Task - In the Keras cat and dog tutorial, what does ImageDataGenerator use folder names to indicate?

Given text -
BEGIN

Cat & dog recognition using Keras

Cover

For Machine Learning beginners who just know about basic agorithms and want more - get involved in Computer Vision projects, cat & dog recognition is a fairly straightforward problem that everyone would solve when stepping in Computer Vision area (beside MNIST - Hand written digits).

Today I will build a model to classify whether a cat or a dog is in a particular image. I hope it could help you to understand the basic intuition about Computer Vision. So let’s get started now!

Download dataset

First, go to Kaggle through this link, you will find the cat & dog dataset here.

(For someone who doesn’t know about Kaggle, it is a platform where you can practice your ML skills. At Kaggle, you will work with real world problems and learn the experiences from other practitioners. After grabbing some specific understanding about Machine Learning, I encourage you to take part in this platform to develop your skill further).

After that, download your dataset by clicking “Download all” button (image below).

Download dataset

Directory structure

I move all downloaded data to dataset folder for importing concisely. And a notebook will also be created in the project level.

In this tutorial, we will use ImageDataGenerator in Keras library. It needs a correct directory structure when using its method because it will use folder names to indicate the labels. Thus we need to categorize our training images.

Current structure looks like this:

Current directory structure

Expectation:

Expected directory structure

Don’t get nervous, we will write a simple python script to move each image to its respective directory soon.

END

Raw data -
BEGIN

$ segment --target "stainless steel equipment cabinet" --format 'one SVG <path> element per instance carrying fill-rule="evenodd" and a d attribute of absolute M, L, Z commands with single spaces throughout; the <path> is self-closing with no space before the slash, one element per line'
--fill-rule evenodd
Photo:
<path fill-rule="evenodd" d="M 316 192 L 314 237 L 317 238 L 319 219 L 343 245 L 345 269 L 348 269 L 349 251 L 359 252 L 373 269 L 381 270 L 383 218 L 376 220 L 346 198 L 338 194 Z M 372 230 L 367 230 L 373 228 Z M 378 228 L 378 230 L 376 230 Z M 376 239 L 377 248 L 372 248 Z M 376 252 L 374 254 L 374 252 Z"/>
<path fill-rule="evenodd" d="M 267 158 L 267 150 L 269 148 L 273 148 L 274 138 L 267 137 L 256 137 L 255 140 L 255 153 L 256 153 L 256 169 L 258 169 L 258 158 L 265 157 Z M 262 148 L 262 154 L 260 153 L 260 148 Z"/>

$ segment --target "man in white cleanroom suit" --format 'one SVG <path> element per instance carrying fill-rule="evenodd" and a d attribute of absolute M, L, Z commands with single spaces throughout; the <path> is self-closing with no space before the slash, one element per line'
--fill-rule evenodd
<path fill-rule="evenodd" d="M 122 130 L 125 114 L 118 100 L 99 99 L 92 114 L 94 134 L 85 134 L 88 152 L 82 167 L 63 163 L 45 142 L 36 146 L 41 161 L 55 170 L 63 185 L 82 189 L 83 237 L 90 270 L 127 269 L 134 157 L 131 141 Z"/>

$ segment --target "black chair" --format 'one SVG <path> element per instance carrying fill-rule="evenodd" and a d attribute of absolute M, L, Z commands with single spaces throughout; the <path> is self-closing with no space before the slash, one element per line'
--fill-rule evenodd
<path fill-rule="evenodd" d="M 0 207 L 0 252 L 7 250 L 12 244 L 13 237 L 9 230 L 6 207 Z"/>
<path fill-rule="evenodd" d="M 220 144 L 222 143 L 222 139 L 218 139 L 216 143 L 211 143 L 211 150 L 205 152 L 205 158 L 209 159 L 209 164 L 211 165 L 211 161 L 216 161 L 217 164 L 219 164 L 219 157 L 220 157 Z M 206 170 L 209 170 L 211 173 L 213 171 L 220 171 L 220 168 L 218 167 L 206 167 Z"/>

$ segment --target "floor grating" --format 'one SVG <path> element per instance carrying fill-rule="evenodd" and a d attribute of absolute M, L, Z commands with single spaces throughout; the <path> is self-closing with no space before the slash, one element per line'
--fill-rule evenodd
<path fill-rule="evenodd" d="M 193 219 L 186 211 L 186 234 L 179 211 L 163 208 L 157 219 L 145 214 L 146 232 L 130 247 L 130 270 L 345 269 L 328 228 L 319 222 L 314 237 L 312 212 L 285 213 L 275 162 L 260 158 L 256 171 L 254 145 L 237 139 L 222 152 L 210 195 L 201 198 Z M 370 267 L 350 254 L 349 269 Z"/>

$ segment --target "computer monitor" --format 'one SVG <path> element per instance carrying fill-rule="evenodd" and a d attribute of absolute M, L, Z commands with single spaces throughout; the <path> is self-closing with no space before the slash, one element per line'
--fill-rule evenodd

END

Full output - The labels of the images.